STATED GOAL: Please identify every row below that contains the word "black" and copy each such row in full.

Outline entries for labeled areas
____

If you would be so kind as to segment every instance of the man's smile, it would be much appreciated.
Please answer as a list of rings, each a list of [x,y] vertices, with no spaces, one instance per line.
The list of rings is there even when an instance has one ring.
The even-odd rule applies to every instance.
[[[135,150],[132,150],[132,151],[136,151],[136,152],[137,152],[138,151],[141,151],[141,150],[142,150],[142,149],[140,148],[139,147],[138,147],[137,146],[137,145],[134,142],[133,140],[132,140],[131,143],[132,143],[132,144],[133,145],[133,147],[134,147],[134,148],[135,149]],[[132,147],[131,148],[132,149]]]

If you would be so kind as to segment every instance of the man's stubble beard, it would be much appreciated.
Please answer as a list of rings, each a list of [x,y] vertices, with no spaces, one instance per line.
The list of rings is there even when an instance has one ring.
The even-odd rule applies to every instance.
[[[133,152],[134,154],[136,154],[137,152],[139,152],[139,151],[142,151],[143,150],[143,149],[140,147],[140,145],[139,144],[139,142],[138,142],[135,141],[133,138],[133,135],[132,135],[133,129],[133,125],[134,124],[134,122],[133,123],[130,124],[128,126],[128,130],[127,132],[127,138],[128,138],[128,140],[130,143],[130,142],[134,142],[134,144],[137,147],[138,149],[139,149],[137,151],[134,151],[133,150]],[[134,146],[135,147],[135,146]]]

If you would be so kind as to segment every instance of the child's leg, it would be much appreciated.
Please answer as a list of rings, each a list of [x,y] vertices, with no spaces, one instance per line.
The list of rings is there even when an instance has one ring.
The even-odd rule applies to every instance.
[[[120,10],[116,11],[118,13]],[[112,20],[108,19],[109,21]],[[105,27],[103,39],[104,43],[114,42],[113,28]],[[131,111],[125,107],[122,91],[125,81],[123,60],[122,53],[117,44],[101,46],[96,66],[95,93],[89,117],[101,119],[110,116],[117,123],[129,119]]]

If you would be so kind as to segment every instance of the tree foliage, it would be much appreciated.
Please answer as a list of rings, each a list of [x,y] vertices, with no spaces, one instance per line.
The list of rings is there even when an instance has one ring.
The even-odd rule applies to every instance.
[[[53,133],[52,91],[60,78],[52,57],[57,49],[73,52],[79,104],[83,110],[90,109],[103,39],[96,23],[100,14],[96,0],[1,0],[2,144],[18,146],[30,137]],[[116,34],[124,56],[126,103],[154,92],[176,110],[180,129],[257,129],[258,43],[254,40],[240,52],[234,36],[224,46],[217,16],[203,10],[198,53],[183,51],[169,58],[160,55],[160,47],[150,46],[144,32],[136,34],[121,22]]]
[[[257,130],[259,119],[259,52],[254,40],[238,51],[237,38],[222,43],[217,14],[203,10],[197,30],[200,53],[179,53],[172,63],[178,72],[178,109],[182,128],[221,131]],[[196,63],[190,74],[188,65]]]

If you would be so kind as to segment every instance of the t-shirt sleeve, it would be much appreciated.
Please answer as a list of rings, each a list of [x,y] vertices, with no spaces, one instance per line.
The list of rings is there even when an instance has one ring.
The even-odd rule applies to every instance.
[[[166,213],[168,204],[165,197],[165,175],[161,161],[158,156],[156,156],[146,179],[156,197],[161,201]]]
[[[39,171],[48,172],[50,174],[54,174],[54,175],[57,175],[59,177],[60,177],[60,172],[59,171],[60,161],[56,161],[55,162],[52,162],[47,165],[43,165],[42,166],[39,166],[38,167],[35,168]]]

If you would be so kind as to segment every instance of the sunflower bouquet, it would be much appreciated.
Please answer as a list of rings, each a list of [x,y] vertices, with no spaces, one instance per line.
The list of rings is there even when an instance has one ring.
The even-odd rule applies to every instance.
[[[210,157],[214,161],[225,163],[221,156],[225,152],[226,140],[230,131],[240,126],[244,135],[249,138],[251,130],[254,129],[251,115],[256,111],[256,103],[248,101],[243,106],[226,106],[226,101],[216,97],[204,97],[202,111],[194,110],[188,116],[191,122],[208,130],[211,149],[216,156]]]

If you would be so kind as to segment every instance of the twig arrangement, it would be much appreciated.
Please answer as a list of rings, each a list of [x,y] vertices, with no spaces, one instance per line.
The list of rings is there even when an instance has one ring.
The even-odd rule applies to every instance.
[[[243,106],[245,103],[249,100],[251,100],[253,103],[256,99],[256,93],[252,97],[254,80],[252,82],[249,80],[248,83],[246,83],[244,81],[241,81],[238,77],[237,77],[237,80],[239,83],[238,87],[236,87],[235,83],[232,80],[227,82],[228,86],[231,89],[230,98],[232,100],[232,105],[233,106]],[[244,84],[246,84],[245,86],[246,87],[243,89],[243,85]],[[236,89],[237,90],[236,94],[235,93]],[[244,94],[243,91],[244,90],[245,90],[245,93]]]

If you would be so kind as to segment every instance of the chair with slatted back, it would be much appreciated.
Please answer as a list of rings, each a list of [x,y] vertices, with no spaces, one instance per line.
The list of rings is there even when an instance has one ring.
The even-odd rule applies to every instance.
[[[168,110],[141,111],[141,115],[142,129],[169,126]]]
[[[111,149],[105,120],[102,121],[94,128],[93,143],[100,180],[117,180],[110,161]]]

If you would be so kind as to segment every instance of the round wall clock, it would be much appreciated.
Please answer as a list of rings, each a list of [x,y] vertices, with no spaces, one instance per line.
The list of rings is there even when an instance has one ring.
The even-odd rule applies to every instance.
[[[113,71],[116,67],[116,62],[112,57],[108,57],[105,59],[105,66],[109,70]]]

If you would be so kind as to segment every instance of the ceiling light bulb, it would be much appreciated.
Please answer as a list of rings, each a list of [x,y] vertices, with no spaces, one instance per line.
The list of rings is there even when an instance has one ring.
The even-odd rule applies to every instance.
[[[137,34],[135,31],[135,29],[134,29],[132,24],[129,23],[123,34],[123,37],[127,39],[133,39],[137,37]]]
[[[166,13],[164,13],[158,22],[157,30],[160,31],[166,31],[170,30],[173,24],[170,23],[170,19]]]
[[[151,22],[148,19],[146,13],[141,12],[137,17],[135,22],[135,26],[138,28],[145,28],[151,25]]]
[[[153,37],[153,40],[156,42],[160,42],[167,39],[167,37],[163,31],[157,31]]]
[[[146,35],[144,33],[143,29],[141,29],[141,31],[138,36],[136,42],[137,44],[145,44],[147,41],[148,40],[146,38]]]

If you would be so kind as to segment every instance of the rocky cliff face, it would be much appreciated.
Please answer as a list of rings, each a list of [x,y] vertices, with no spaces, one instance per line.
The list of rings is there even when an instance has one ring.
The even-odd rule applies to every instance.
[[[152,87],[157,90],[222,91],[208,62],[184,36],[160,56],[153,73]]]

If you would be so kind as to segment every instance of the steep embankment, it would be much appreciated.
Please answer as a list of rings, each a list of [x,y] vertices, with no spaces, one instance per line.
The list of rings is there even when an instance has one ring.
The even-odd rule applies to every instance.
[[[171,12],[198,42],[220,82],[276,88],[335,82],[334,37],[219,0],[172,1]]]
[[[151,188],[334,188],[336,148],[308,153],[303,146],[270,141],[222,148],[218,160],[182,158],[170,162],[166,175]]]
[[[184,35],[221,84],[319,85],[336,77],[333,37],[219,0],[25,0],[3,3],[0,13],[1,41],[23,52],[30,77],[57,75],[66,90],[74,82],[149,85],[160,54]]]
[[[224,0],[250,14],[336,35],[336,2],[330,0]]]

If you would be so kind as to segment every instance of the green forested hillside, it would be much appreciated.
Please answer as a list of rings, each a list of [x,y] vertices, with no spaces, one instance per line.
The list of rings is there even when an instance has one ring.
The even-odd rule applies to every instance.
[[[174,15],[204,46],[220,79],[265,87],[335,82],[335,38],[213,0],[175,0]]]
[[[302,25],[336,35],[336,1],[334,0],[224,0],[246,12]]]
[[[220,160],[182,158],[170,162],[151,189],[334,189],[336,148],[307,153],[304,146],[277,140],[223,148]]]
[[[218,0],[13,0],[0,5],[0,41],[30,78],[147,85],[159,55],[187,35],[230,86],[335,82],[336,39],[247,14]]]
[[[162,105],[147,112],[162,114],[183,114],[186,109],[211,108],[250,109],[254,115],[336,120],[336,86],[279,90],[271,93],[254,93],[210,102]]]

____

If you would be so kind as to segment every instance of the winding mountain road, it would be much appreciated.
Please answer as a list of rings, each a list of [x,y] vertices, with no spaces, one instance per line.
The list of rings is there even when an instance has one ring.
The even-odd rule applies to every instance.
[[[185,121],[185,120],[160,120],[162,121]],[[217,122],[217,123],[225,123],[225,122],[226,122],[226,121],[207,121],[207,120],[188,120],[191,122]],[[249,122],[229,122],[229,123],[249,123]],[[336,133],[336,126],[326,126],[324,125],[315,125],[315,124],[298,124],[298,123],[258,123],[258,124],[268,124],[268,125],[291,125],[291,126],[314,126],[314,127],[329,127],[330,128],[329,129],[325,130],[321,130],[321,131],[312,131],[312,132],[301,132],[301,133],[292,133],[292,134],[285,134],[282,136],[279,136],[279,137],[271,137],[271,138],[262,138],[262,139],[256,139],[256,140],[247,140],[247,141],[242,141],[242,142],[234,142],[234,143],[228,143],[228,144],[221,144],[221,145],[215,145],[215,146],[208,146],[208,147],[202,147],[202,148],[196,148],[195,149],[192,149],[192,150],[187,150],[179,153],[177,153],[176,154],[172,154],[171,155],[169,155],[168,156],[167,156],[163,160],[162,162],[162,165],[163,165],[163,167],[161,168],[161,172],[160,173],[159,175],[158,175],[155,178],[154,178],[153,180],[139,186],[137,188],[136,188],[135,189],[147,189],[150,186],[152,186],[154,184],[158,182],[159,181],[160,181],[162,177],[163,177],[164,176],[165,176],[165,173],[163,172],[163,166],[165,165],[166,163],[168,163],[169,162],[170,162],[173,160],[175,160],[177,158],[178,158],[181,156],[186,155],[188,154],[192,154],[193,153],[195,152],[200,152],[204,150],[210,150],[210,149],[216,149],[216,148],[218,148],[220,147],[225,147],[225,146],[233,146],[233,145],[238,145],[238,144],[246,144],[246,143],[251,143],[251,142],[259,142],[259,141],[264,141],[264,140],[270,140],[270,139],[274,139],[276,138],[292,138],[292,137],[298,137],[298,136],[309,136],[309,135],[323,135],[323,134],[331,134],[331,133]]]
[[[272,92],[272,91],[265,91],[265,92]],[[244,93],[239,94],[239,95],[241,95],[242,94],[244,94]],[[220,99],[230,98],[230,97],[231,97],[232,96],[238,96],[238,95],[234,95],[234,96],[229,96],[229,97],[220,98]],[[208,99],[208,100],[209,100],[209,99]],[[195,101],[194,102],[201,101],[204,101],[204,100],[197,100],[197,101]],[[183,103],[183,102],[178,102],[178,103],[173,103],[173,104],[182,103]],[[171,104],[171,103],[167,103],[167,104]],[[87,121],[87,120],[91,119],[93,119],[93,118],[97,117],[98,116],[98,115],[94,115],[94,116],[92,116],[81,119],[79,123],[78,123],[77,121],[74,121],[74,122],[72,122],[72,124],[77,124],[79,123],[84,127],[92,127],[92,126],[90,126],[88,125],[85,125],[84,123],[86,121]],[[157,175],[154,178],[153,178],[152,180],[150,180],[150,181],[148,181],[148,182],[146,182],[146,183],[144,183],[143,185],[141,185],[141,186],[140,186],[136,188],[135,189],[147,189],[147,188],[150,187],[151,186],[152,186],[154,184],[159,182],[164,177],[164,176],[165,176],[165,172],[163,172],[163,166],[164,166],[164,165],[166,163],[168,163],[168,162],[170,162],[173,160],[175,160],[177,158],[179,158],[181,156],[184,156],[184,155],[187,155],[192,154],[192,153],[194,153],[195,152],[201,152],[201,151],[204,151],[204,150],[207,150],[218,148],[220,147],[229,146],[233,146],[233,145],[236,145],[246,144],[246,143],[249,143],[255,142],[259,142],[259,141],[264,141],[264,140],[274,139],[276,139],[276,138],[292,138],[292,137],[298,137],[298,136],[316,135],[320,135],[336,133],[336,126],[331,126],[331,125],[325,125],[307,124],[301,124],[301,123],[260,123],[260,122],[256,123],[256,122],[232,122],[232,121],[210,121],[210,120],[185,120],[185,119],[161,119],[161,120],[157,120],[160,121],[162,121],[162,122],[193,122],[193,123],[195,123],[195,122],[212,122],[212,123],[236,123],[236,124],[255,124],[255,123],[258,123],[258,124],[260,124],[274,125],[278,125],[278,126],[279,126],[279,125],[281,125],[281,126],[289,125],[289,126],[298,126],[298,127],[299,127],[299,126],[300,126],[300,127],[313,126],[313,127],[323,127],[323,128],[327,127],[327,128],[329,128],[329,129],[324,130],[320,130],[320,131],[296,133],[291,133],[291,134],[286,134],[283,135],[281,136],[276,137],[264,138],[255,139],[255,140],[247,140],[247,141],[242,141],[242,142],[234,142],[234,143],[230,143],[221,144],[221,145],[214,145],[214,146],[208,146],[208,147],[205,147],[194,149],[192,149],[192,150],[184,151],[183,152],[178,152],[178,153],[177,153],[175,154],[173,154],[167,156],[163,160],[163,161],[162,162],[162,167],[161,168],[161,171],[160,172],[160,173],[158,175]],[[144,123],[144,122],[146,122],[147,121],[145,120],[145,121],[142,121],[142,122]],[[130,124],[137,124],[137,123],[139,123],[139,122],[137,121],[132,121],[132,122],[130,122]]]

____

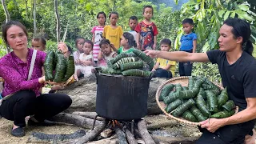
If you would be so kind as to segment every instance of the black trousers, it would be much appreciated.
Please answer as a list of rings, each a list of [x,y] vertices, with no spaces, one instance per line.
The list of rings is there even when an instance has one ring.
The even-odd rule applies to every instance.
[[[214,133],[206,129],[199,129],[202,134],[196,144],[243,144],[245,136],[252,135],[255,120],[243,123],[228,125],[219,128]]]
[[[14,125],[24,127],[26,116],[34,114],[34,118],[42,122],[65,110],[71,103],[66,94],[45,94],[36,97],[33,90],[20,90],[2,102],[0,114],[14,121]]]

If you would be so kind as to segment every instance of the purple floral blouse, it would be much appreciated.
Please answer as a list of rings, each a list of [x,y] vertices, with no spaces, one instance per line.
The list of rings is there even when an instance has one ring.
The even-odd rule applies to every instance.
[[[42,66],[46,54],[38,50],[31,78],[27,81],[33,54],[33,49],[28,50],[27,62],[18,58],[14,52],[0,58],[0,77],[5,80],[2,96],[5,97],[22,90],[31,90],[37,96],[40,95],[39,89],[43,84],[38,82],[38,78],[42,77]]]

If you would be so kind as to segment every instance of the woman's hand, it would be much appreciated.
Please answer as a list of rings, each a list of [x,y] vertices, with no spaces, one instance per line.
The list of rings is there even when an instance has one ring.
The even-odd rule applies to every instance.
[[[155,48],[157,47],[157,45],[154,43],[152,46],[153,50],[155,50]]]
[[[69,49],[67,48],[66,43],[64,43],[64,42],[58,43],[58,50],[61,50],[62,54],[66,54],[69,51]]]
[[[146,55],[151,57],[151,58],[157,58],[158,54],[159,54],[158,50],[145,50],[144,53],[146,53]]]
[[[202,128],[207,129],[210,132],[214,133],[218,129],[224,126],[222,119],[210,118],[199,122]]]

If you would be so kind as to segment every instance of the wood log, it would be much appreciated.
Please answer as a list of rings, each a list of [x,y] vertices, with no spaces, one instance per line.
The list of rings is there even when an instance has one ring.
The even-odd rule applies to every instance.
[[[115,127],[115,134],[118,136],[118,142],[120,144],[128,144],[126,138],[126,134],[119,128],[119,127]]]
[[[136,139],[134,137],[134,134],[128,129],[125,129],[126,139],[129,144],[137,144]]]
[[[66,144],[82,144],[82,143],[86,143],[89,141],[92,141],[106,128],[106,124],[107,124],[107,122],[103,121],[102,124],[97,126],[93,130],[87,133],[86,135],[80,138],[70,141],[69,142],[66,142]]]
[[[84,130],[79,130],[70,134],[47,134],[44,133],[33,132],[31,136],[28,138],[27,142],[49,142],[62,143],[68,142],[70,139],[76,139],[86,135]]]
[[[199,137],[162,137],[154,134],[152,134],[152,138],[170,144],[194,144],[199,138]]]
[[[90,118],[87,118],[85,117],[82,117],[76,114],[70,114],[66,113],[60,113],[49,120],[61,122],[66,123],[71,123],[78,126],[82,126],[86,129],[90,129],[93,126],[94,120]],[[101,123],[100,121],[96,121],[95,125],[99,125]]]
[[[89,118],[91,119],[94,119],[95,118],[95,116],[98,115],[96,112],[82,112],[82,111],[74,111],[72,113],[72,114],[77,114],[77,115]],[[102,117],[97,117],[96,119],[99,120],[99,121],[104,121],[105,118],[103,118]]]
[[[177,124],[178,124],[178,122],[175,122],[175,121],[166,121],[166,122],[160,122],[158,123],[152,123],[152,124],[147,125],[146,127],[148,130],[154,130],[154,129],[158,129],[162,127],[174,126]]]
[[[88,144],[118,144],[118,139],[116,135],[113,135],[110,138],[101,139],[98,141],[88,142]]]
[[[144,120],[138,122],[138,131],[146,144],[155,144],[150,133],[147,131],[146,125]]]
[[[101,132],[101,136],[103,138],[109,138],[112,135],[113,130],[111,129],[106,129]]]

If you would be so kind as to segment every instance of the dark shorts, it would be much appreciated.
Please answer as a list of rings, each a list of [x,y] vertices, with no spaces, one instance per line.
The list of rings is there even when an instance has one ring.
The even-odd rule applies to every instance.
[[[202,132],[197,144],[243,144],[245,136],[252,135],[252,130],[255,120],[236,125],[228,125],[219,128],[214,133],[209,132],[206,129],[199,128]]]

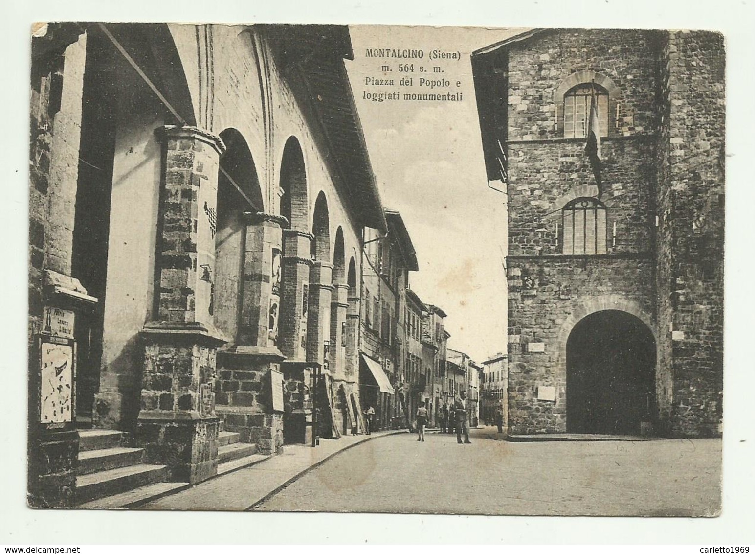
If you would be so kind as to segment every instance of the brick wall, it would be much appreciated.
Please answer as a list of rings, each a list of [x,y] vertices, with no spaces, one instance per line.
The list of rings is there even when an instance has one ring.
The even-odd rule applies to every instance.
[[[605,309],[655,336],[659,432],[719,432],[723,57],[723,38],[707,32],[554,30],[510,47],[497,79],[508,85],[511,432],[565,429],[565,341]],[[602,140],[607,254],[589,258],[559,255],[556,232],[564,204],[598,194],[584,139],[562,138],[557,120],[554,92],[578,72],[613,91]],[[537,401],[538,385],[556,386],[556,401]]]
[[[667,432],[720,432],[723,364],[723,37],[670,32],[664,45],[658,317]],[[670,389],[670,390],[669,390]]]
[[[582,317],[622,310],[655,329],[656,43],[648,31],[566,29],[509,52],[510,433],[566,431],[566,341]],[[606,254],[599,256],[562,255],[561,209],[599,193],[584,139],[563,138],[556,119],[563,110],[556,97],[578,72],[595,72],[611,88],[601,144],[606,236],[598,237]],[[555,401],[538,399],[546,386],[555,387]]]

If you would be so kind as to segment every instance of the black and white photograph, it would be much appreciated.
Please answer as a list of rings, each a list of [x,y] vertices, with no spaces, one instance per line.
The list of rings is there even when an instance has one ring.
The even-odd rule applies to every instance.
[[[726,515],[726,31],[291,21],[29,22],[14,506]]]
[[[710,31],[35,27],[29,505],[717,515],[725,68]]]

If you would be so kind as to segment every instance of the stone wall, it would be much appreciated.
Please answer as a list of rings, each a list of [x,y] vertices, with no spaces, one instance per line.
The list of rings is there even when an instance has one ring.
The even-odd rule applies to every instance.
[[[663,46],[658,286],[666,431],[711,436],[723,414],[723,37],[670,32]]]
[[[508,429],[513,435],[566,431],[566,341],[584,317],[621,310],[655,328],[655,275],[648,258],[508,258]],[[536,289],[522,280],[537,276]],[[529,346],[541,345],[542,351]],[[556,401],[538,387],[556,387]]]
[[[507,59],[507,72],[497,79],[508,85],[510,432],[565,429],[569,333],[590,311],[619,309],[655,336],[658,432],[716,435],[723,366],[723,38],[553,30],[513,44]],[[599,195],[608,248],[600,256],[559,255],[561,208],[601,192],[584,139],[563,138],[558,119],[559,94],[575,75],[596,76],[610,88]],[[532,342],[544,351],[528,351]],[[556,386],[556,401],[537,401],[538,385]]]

____

PROBLEM SOLUTION:
If you would be so kind as to segment every instance of the black trousers, it would be much appreciated.
If you would be so kind as to segment every instance of the black and white photograph, it would be much appreciated.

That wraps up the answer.